And this is where China has a clear advantage over most Western countries. Land in China remains state owned, and is leased out to individuals and groups. Therefore, China need not implement a land value tax per se, it just has to base its lease rates on the value of unimproved land.

Beijing has yet to act, probably for political reasons (the housing boom may have enriched a lot of politically important people). But in 2017, President Xi Jinping made it clear that the question of the housing bubble was high on Beijing’s agenda when he remarked that houses are “for living in, not for speculation”. A targeted property tax is due to be introduced, probably at the end of 2019.

We are still not sure what form and shape the Chinese property tax will take. But Beijing would do well to study the example of Singapore, which has, to a degree, realised Sun’s and George’s vision. Like in China, land tenure in Singapore is managed through a leasehold system. Unlike China, where land scarcity has never been a problem, Singapore is small and has had to embrace pragmatic policies ensuring efficient land use.

◇ ◇ ◇ ◇ ◇ ◇ ◇

Short exercise => Copy out the passage on China's land and property tax word for word. Begin at "Beijing has yet" and stop after "end of 2019.".

(Point labeling data from photos)
◇ ◇ ◇ ◇ ◇ ◇ ◇

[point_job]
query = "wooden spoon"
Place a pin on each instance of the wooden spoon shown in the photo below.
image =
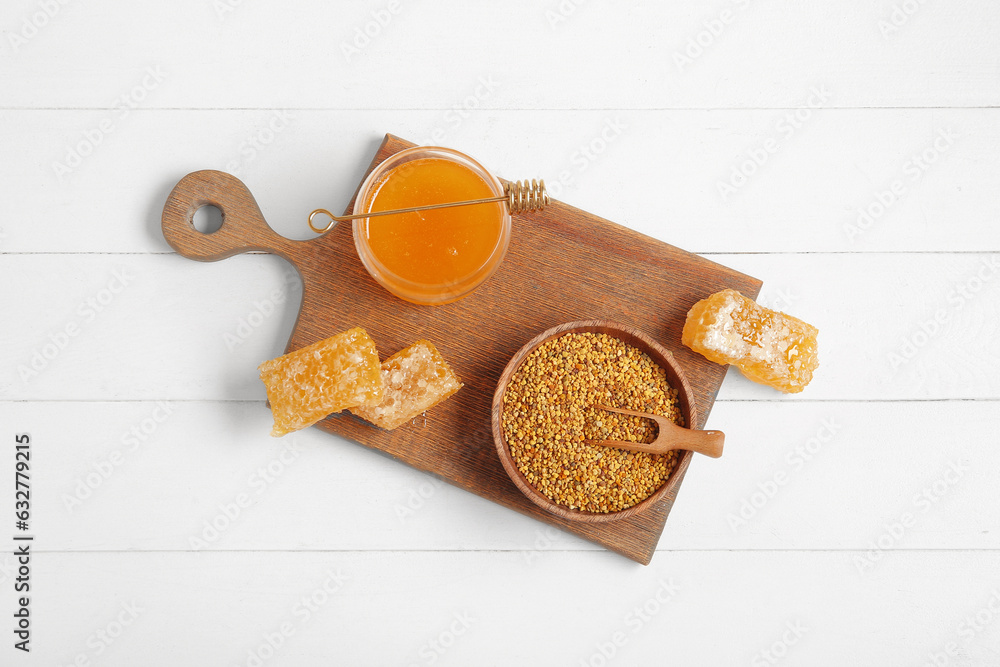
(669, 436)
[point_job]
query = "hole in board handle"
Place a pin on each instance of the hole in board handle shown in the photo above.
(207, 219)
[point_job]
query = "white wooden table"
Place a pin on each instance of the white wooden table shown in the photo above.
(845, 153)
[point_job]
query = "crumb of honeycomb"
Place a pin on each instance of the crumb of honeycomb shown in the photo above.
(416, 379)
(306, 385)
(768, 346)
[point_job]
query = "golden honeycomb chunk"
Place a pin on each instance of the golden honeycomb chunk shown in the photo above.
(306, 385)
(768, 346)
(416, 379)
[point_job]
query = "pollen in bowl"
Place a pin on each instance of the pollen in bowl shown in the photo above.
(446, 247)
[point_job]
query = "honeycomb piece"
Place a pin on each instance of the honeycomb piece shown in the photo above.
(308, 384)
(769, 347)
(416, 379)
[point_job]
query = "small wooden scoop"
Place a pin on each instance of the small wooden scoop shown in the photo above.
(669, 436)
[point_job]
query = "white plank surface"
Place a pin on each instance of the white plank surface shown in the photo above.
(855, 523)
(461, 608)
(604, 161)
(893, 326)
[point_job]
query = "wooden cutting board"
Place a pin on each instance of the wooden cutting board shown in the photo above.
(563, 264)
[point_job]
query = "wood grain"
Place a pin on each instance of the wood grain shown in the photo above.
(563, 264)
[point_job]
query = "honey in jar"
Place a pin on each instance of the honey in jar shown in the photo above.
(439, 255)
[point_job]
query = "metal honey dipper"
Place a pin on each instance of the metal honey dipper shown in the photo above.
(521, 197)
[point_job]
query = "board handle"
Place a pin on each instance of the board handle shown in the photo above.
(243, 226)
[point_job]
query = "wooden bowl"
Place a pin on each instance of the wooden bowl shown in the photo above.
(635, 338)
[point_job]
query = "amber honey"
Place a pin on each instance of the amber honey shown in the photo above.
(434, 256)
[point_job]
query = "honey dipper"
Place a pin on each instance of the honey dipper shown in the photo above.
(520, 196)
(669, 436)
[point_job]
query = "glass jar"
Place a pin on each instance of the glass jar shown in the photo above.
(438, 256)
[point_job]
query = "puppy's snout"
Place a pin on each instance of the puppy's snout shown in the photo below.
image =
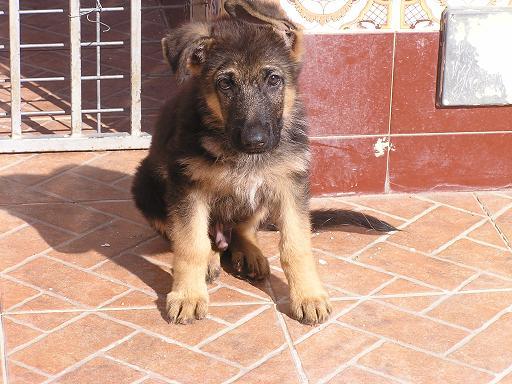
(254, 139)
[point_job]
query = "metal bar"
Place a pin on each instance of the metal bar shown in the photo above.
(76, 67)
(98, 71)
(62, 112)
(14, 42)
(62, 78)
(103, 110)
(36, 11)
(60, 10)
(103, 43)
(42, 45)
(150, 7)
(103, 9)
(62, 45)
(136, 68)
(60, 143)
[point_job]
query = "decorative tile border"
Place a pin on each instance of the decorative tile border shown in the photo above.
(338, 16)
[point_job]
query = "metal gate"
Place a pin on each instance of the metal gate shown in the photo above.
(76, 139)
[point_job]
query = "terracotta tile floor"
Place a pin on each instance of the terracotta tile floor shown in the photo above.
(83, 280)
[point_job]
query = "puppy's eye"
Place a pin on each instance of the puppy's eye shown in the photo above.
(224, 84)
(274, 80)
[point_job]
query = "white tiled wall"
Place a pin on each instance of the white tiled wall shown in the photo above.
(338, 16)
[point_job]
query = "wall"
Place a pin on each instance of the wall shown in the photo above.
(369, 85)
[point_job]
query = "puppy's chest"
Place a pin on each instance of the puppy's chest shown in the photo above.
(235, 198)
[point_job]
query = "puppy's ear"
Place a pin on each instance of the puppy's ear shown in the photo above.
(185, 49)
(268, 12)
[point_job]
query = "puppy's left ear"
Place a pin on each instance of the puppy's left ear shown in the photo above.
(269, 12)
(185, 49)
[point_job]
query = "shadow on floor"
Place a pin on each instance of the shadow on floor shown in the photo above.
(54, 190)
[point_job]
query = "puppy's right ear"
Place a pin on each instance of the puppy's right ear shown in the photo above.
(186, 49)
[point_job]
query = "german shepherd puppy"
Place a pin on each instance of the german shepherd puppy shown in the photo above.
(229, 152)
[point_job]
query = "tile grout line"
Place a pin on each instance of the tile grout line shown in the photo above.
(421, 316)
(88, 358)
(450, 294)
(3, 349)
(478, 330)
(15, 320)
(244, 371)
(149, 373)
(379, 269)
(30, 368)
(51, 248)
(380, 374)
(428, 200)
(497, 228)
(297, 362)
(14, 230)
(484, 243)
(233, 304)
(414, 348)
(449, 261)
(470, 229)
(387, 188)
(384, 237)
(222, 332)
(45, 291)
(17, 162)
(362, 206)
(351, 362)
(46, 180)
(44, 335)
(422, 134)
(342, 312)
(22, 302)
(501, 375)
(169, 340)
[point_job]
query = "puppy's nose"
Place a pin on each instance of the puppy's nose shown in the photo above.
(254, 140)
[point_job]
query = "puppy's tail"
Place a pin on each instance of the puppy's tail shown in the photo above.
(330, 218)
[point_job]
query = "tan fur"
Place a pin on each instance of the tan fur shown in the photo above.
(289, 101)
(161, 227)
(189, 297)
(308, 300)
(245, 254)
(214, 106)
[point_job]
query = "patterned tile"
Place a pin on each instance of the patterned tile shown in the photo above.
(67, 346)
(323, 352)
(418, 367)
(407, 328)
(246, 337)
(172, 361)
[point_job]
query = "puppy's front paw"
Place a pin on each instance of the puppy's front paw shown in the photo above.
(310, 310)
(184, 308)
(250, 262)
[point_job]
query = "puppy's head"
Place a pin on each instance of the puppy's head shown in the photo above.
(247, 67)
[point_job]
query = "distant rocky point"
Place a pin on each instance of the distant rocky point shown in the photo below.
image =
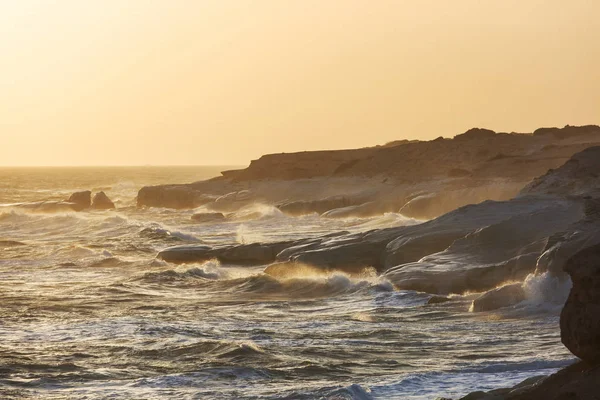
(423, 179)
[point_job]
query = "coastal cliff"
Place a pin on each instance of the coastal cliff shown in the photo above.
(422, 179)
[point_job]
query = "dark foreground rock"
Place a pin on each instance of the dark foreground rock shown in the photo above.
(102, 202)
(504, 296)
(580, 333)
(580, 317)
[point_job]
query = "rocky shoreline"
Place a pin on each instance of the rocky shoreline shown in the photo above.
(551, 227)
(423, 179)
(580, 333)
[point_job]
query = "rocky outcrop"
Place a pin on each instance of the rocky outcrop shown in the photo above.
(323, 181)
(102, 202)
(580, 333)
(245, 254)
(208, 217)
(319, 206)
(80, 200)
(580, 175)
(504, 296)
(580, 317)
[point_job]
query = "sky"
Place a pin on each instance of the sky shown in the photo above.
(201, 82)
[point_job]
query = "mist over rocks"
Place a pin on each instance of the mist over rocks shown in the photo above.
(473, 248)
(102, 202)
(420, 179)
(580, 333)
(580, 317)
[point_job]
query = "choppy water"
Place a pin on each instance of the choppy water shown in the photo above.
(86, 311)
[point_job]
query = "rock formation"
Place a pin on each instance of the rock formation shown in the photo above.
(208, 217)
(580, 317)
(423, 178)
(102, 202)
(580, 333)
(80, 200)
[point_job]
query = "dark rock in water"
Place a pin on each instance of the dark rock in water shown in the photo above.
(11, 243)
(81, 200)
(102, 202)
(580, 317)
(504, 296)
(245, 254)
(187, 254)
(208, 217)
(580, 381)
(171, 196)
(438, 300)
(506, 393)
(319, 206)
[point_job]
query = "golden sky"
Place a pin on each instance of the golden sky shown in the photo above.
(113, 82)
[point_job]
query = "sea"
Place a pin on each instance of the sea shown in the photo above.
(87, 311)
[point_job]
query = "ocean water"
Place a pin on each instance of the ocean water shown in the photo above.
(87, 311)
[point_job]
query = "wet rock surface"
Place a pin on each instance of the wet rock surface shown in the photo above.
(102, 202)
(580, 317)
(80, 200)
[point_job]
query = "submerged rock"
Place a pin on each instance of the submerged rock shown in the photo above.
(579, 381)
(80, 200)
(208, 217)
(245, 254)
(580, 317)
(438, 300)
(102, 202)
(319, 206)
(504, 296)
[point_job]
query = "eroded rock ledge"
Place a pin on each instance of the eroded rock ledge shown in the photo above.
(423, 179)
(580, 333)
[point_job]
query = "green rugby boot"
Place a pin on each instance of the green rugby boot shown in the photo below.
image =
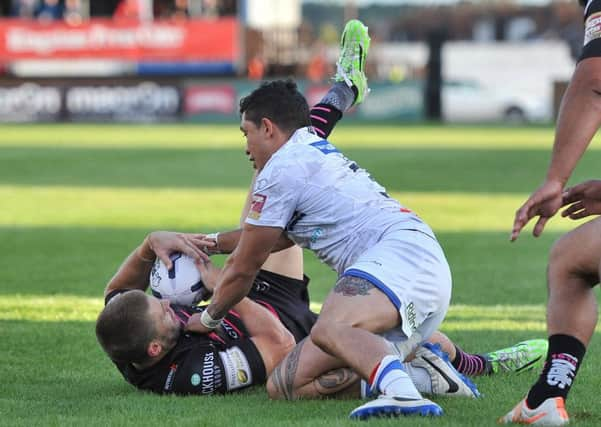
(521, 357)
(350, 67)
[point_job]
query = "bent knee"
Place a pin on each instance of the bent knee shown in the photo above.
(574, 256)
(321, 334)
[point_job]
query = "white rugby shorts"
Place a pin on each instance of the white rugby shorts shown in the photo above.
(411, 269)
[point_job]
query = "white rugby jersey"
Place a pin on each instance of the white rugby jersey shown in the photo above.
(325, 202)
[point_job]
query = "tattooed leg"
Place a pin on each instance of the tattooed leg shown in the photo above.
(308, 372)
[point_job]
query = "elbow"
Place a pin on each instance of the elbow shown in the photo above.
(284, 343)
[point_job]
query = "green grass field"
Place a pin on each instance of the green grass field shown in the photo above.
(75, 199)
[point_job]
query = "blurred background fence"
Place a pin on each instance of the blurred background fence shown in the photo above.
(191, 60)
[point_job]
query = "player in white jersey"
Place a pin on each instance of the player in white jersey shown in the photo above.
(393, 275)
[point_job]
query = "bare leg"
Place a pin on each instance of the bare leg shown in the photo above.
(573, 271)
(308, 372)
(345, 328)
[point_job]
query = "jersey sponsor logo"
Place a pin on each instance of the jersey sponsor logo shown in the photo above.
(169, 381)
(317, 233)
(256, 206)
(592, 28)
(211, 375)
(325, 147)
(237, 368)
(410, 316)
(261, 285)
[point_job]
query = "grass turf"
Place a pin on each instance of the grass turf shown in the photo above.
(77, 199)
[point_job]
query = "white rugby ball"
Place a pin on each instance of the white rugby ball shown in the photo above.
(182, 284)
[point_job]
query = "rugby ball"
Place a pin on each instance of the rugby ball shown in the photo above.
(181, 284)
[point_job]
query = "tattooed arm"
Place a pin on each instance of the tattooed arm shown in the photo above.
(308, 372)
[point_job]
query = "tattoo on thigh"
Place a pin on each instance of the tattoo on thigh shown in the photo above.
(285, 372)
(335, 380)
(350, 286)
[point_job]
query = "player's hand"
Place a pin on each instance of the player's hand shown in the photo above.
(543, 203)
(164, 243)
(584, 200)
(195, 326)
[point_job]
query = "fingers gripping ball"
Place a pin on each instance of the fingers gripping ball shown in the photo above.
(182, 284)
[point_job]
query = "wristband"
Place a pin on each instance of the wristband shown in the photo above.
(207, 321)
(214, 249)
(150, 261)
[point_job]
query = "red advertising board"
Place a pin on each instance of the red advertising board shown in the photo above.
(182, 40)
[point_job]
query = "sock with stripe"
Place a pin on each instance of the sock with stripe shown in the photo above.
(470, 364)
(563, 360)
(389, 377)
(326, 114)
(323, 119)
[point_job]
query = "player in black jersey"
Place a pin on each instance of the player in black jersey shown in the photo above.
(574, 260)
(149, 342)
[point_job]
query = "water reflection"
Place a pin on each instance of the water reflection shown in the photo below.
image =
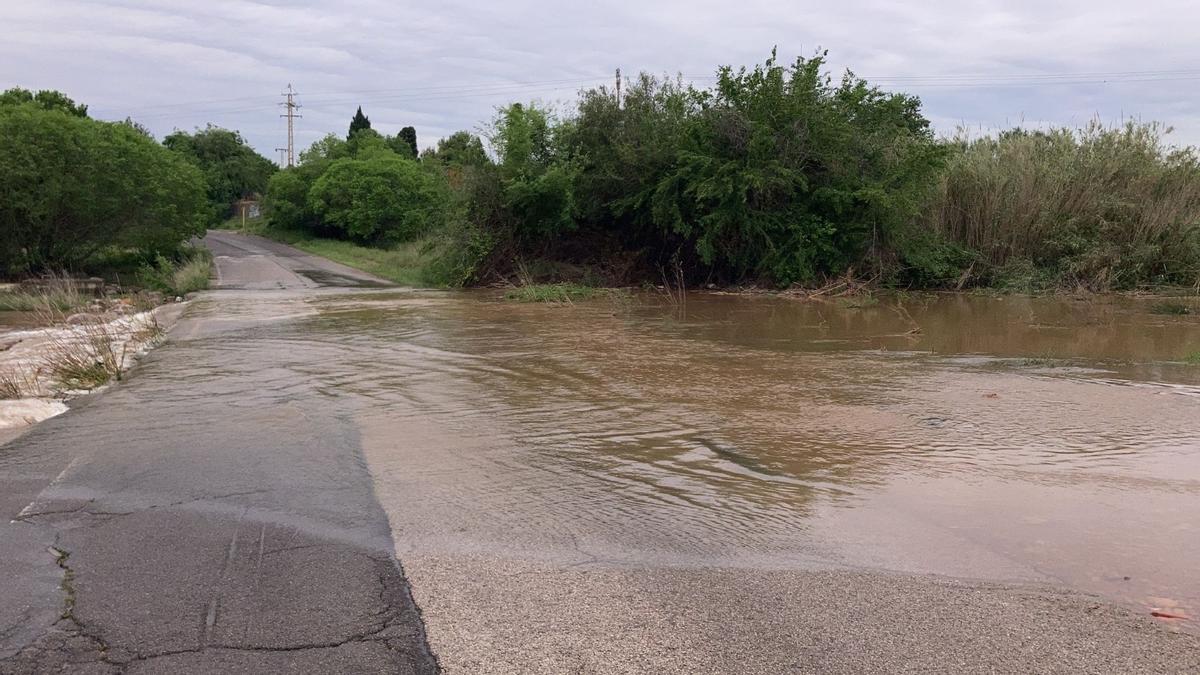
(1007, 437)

◇ ◇ ◇ ◇ ◇ ◇ ◇

Task output =>
Beijing has yet to act, probably for political reasons (the housing boom may have enriched a lot of politically important people). But in 2017, President Xi Jinping made it clear that the question of the housing bubble was high on Beijing’s agenda when he remarked that houses are “for living in, not for speculation”. A targeted property tax is due to be introduced, probably at the end of 2019.